start Records shown

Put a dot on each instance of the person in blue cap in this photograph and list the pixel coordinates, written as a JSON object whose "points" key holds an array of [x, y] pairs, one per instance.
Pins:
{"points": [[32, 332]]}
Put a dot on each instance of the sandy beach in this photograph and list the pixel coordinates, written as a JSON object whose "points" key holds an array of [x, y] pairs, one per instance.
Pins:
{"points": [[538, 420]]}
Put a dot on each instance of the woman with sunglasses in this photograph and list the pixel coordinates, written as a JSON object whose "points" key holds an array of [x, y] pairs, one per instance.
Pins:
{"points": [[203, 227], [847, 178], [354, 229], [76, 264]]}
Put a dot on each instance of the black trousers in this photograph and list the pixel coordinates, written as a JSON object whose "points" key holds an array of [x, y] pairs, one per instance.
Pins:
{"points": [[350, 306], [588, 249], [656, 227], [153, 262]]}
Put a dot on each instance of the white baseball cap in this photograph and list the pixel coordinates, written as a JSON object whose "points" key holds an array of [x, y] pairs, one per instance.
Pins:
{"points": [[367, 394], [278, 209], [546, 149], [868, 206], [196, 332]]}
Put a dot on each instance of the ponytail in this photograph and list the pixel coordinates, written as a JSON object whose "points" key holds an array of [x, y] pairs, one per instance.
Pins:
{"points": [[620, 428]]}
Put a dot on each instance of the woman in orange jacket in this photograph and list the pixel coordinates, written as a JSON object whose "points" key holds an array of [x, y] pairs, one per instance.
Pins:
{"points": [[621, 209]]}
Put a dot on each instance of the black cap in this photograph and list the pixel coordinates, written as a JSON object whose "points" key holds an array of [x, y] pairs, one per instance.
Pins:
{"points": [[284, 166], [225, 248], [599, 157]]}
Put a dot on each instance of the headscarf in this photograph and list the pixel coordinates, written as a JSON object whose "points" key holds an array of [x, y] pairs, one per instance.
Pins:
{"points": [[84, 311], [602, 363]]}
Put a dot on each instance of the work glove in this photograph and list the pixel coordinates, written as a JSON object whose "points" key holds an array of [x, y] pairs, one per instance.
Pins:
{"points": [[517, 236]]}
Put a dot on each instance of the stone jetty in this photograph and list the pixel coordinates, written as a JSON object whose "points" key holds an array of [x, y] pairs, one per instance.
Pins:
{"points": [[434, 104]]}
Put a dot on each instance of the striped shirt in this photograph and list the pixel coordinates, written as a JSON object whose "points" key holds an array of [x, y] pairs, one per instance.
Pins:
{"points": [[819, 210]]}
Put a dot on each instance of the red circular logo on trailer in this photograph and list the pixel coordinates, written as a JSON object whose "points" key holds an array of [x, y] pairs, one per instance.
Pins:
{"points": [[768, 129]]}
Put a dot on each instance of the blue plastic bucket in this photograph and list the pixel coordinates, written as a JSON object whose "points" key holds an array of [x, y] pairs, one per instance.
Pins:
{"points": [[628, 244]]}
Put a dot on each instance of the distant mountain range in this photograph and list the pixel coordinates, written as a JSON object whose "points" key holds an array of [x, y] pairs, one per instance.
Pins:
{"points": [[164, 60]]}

end Records shown

__Written exercise__: Convert the material above into a JSON list of strings, with one string per line and any blank lines omitted.

__Task response__:
[
  "Put a dot on each instance of the person in blue cap in this photograph and list the pixel coordinates, written as a JSON object whose \"points\" key holds an array of [x, y] pairs, one per instance.",
  "Pins:",
  "{\"points\": [[32, 332]]}",
  "Put a dot on each instance of the sandy beach in this photograph and list the pixel coordinates, written as a JSON object whose \"points\" key holds an array of [x, y] pairs, one per instance.",
  "Pins:",
  "{\"points\": [[538, 420]]}",
  "Put a dot on each instance of the woman with sunglasses in this photograph and list the pixel coordinates, written as a JSON object whose \"points\" key holds an array of [x, y] pairs, one per instance.",
  "Pins:",
  "{\"points\": [[203, 227], [847, 178], [354, 229], [76, 264]]}",
  "Put a dot on each instance of the black trousers in this photograph and list the pixel coordinates, written as a JSON object whose \"points\" key holds an array of [x, y] pairs, one per instance.",
  "Pins:",
  "{\"points\": [[350, 306], [588, 249], [656, 227], [153, 262]]}",
  "Put a dot on each instance of the white baseball cap in this photograph and list the pixel coordinates, written as a JSON object whose \"points\" key holds an array of [x, y] pairs, one per instance.",
  "Pins:",
  "{\"points\": [[367, 394], [278, 209], [546, 149], [868, 206], [196, 332]]}",
  "Put a dot on each instance of the ponytail in this photograph and list the pixel coordinates, written as a JSON object whose \"points\" key holds an array of [x, y] pairs, one per instance.",
  "Pins:",
  "{\"points\": [[620, 428]]}",
  "Put a dot on each instance of the woman in orange jacket in this photograph and list the pixel coordinates, written as a JSON object whose \"points\" key holds an array of [x, y] pairs, one per instance.",
  "Pins:",
  "{\"points\": [[621, 209]]}",
  "Put a dot on each instance of the black cap in this photograph and list the pixel coordinates, written as a JSON object whose \"points\" key holds an array of [x, y] pairs, one per instance.",
  "Pins:",
  "{\"points\": [[284, 166], [225, 248], [599, 157]]}",
  "Put a dot on each instance of the headscarf in this photograph and list the pixel coordinates, written as a JSON object whose \"points\" key holds an array of [x, y] pairs, one per instance.",
  "Pins:",
  "{\"points\": [[84, 311], [602, 363]]}",
  "Put a dot on each instance of the work glove in this photograph and list the pixel coordinates, written as a JSON object whose \"points\" key holds an array of [x, y] pairs, one per instance.",
  "Pins:",
  "{\"points\": [[517, 236]]}",
  "Put a dot on each instance of the stone jetty in this photograph and list the pixel coordinates, written as a JSON object whose \"points\" key holds an array of [x, y] pairs, one per instance.",
  "Pins:",
  "{\"points\": [[434, 104]]}",
  "Put a dot on each instance of the striped shirt in this photograph and list the pixel coordinates, written as a JSON object whose \"points\" key holds an array of [x, y] pairs, one per instance.",
  "Pins:",
  "{\"points\": [[819, 210]]}",
  "Put a dot on each instance of the red circular logo on trailer in this photograph and list the pixel coordinates, written as a JSON object whose \"points\" key holds an array of [x, y] pairs, one per instance.",
  "Pins:",
  "{\"points\": [[768, 129]]}",
  "Put a dot on each instance of the blue plastic bucket in this photograph and list the pixel coordinates, written as a JSON object whose \"points\" key holds an array of [x, y] pairs, one per instance.",
  "Pins:",
  "{\"points\": [[628, 244]]}",
  "Put a dot on each instance of the distant mountain range in this photograph and list the pixel coordinates, written as a JSON object whose \"points\" key holds an array of [x, y] pairs, one per instance.",
  "Pins:",
  "{\"points\": [[164, 60]]}"
]